» **Task**
Output every line of the rows below as a JSON list of strings, one string per line, skipping any blank lines.

--------------------------------------------------

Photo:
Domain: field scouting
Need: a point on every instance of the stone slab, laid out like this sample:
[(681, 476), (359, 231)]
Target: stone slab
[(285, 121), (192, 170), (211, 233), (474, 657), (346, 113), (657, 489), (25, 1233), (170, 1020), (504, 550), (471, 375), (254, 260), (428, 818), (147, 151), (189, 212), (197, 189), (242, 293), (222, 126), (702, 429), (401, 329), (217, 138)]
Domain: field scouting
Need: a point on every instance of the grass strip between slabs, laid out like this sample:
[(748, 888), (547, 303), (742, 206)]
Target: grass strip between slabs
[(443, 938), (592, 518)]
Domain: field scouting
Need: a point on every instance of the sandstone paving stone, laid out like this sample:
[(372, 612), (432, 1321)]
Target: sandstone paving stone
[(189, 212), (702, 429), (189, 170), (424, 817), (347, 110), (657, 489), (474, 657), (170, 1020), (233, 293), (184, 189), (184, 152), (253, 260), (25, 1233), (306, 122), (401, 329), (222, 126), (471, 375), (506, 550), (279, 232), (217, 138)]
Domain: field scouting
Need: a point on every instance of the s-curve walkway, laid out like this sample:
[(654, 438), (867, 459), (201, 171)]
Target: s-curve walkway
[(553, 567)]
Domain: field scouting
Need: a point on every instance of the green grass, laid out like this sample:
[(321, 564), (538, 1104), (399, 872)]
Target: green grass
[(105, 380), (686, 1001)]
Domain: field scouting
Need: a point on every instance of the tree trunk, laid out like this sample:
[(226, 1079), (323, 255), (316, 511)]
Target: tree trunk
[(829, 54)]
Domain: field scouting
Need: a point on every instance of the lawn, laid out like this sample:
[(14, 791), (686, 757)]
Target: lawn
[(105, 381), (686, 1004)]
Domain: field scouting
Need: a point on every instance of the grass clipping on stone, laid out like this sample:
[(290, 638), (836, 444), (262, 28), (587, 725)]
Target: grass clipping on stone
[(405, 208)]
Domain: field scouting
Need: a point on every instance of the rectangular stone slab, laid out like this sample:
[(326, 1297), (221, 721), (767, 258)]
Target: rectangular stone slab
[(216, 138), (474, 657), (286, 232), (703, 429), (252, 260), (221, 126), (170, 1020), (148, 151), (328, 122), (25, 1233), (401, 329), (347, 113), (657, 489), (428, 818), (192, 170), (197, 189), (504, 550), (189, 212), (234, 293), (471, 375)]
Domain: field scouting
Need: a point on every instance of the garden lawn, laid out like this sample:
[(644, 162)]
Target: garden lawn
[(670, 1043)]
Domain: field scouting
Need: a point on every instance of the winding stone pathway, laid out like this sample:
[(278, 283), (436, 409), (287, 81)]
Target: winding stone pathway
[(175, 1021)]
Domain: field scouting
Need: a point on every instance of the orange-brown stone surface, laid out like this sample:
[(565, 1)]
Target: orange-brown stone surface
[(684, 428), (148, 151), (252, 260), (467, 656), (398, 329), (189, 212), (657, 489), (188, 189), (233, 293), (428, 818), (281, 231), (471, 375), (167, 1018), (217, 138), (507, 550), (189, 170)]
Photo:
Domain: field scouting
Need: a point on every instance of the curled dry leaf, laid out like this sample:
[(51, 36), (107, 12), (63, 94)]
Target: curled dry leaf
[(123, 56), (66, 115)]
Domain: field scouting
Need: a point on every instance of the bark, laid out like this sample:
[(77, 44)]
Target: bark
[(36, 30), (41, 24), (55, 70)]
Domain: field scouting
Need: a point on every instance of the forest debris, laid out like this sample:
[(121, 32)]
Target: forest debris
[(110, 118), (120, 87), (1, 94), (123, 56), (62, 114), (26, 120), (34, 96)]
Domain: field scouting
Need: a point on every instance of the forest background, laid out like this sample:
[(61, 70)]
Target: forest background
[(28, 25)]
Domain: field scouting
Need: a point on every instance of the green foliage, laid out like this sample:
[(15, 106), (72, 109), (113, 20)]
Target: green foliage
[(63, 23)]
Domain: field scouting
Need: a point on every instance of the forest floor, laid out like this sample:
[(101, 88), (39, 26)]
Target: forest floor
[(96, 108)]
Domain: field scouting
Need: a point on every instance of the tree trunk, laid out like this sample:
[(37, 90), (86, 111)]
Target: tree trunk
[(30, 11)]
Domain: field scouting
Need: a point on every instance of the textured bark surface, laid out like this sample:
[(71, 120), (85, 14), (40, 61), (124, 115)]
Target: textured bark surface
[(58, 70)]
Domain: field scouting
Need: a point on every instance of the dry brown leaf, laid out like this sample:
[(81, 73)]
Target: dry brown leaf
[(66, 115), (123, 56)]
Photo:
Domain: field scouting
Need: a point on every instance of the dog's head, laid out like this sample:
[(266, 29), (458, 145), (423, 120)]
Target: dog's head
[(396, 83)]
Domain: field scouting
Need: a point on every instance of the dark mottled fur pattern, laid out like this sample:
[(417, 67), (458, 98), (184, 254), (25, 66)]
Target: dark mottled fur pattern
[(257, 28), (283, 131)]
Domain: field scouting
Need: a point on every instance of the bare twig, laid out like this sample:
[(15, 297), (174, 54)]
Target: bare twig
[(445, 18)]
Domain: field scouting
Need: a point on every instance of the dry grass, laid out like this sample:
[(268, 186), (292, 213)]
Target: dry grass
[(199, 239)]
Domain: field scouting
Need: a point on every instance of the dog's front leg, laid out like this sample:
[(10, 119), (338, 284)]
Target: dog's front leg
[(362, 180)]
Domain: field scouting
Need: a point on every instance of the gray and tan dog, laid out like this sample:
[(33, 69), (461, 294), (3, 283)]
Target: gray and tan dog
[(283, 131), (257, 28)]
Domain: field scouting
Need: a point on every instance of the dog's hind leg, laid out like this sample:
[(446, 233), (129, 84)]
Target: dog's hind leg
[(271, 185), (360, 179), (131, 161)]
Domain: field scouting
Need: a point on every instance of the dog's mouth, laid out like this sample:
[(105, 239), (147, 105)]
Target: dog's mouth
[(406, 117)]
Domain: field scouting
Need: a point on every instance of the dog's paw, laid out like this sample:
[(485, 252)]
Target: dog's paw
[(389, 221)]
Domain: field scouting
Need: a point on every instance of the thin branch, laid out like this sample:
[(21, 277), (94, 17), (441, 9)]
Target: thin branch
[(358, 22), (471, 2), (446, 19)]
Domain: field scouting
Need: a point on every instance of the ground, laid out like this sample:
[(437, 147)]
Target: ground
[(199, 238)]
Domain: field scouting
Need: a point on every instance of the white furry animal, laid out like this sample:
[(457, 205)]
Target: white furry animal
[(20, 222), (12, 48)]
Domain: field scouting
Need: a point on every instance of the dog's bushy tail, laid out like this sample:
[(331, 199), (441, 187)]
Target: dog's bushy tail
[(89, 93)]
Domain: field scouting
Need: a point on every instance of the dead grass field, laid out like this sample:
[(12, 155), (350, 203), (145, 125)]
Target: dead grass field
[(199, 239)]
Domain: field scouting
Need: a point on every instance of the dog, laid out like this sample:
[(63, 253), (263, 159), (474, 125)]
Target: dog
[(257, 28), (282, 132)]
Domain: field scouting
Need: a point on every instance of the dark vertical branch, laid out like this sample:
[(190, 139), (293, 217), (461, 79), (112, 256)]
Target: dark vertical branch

--------------------------------------------------

» **Solution below**
[
  "Photo:",
  "Domain: field scouting",
  "Need: a point on every instance of the stone slab, laid out like this sample:",
  "[(681, 476), (359, 231)]",
  "Target: stone slab",
  "[(285, 121), (192, 170), (211, 233), (474, 657), (346, 113), (657, 489), (25, 1233), (170, 1020), (504, 550), (471, 375), (254, 260), (428, 818), (147, 151), (189, 212), (197, 189), (242, 293), (222, 126), (702, 429), (401, 329), (217, 138)]",
  "Domain: field scouting",
  "Need: a point on every instance of the grass strip between slabs, laid out like this sample:",
  "[(748, 888), (547, 303), (742, 206)]",
  "Target: grass strip between slabs",
  "[(443, 938), (592, 518)]",
  "Domain: field scouting",
  "Need: a point on every instance of the sandstone paving stone, laid out like this sample:",
  "[(372, 612), (432, 1321)]",
  "Target: sandstone paving stone",
  "[(189, 212), (702, 429), (189, 170), (424, 817), (347, 110), (657, 489), (474, 657), (170, 1020), (233, 293), (184, 189), (184, 152), (253, 260), (25, 1233), (306, 122), (401, 329), (222, 126), (471, 375), (506, 550), (279, 232), (217, 138)]",
  "Domain: field scouting",
  "Need: a point on every instance of the s-curve walkway, laid out like this sample:",
  "[(654, 438), (867, 459), (201, 171)]",
  "Target: s-curve walkway",
  "[(553, 567)]",
  "Domain: field scouting",
  "Need: a point on every instance of the green grass, laid out like this sample:",
  "[(321, 564), (538, 1104), (399, 872)]",
  "Target: green grass",
  "[(105, 380), (686, 1001)]",
  "Domain: field scouting",
  "Need: a point on every instance of the tree trunk, laid out like this sample:",
  "[(226, 1079), (323, 255), (316, 511)]",
  "Target: tree trunk",
  "[(829, 54)]",
  "Domain: field scouting",
  "Need: a point on every instance of the lawn, laid out like this sample:",
  "[(14, 791), (686, 757)]",
  "Target: lawn",
  "[(105, 381), (686, 1004)]",
  "Domain: field scouting",
  "Need: a point on every instance of the grass clipping on stone, laid out like this sample:",
  "[(290, 638), (836, 444), (262, 28), (587, 725)]",
  "Target: grass clipping on stone",
  "[(405, 208)]",
  "Domain: field scouting",
  "Need: a point on every instance of the rectangular stone slab, laid out like this sample:",
  "[(326, 1297), (221, 721), (767, 258)]",
  "Target: rectangular stone slab",
  "[(216, 138), (474, 657), (286, 232), (703, 429), (252, 260), (221, 126), (170, 1020), (148, 151), (328, 122), (25, 1233), (401, 329), (347, 113), (657, 489), (428, 818), (192, 170), (197, 189), (504, 550), (189, 212), (234, 293), (471, 375)]",
  "Domain: field scouting",
  "Need: a point on every instance of the garden lawn, laid out like this sample:",
  "[(644, 162)]",
  "Target: garden lawn",
  "[(670, 1043)]",
  "Domain: field scouting",
  "Need: a point on every instance of the winding stone pathway, laid out like this sample:",
  "[(278, 283), (436, 409), (287, 81)]",
  "Target: winding stone pathway",
  "[(175, 1021)]",
  "Domain: field scouting",
  "Need: a point on every instance of the orange-brown stone surface, laid out like this sample:",
  "[(565, 1)]",
  "Target: orange-brown stone surface",
  "[(684, 428), (148, 151), (252, 260), (467, 656), (398, 329), (189, 212), (657, 489), (188, 189), (233, 293), (428, 818), (281, 231), (471, 375), (167, 1018), (217, 138), (507, 550), (189, 170)]",
  "Photo:",
  "Domain: field scouting",
  "Need: a point on every instance of the curled dry leaf, laid out like this sample:",
  "[(51, 36), (107, 12), (63, 94)]",
  "Target: curled dry leaf",
  "[(123, 56), (66, 115)]",
  "Domain: field scouting",
  "Need: a point on every instance of the bark, laid out like this sample:",
  "[(77, 44)]",
  "Target: bark",
  "[(36, 30), (41, 24), (55, 70)]",
  "Domain: field scouting",
  "Need: a point on every instance of the forest debris, laid out like this sample:",
  "[(121, 32)]",
  "Target: forest debris",
  "[(110, 118), (120, 87), (1, 94), (123, 56), (62, 114), (26, 120), (34, 96)]",
  "Domain: field scouting",
  "Need: a point on every instance of the forest background, laid out like this sample:",
  "[(61, 70)]",
  "Target: forest background",
  "[(28, 25)]",
  "Domain: field scouting",
  "Need: a point on every instance of the green foliage, laid out like this sample:",
  "[(15, 106), (72, 109), (113, 20)]",
  "Target: green foliage",
  "[(63, 23)]",
  "Domain: field scouting",
  "Need: a point on every instance of the forest floor, laid out like this sample:",
  "[(101, 88), (39, 26)]",
  "Target: forest floor",
  "[(96, 108)]",
  "Domain: field scouting",
  "Need: a point on every instance of the tree trunk, laid out like this sample:",
  "[(37, 90), (86, 111)]",
  "Target: tree trunk",
  "[(30, 11)]",
  "Domain: field scouting",
  "Need: a point on every instance of the textured bark surface, laid out like this sample:",
  "[(71, 120), (85, 14), (40, 61), (124, 115)]",
  "Target: textured bark surface",
  "[(58, 70)]",
  "Domain: field scouting",
  "Need: a point on every instance of the dry brown leaf, laid out like this sample:",
  "[(81, 73)]",
  "Target: dry brown leaf",
  "[(66, 115), (123, 56)]",
  "Photo:",
  "Domain: field scouting",
  "Need: a point on every instance of the dog's head, laid out like this sample:",
  "[(266, 29), (458, 145), (423, 120)]",
  "Target: dog's head",
  "[(396, 83)]",
  "Domain: field scouting",
  "Need: a point on every instance of the dark mottled fur pattern, laid out like this sample:",
  "[(417, 67), (458, 98), (184, 254), (25, 66)]",
  "Target: dark mottled fur pattern",
  "[(257, 28), (283, 131)]",
  "Domain: field scouting",
  "Need: a point on every instance of the bare twig, laid out like this sample:",
  "[(15, 297), (174, 54)]",
  "Target: bare twig",
  "[(445, 18)]",
  "Domain: field scouting",
  "Need: a point on every instance of the dry grass, laid out like this sample:",
  "[(268, 186), (292, 213)]",
  "Target: dry grass",
  "[(199, 239)]",
  "Domain: field scouting",
  "Need: a point on every instance of the dog's front leg, laid out like this sample:",
  "[(10, 119), (338, 284)]",
  "Target: dog's front leg",
  "[(362, 180)]",
  "Domain: field scouting",
  "Need: a point on every instance of the gray and tan dog, laid out like this sample:",
  "[(33, 69), (461, 294), (3, 283)]",
  "Target: gray and tan dog",
  "[(283, 131), (257, 28)]",
  "Domain: field scouting",
  "Need: a point on every instance of the dog's hind leg, laid out like this sample:",
  "[(446, 233), (129, 84)]",
  "Target: dog's hind leg",
  "[(271, 185), (360, 179), (131, 161)]",
  "Domain: field scouting",
  "Need: a point on every instance of the dog's mouth, laid out like this sample:",
  "[(105, 239), (147, 105)]",
  "Target: dog's mouth",
  "[(406, 117)]",
  "Domain: field scouting",
  "Need: a point on every instance of the dog's paw, laid out like this sample:",
  "[(485, 252)]",
  "Target: dog's paw",
  "[(389, 221)]",
  "Domain: field scouting",
  "Need: a point on every instance of the thin branch, laid out like this sample:",
  "[(21, 277), (94, 17), (441, 9)]",
  "Target: thin branch",
  "[(358, 22), (471, 2), (446, 19)]",
  "Domain: field scouting",
  "Need: a point on every instance of the ground, laid out like this sample:",
  "[(437, 147)]",
  "Target: ground",
  "[(199, 238)]",
  "Domain: field scouting",
  "Need: a point on every instance of the white furry animal, laid out like this sample:",
  "[(457, 205)]",
  "Target: white furry animal",
  "[(20, 222), (12, 48)]",
  "Domain: field scouting",
  "Need: a point on every instance of the dog's bushy tail, laid out like this sample:",
  "[(331, 199), (441, 187)]",
  "Target: dog's bushy tail",
  "[(89, 93)]",
  "Domain: field scouting",
  "Need: a point on every instance of the dead grass field, laid out like this sample:",
  "[(12, 155), (350, 203), (145, 125)]",
  "Target: dead grass field",
  "[(199, 239)]",
  "Domain: field scouting",
  "Need: a point on every instance of the dog, laid out like this sample:",
  "[(63, 253), (263, 159), (474, 125)]",
  "Target: dog",
  "[(257, 28), (282, 132)]",
  "Domain: field scouting",
  "Need: a point on every instance of the dark vertical branch, laid out like this sample:",
  "[(190, 139), (293, 217), (461, 79), (112, 256)]",
  "Target: dark vertical branch"
]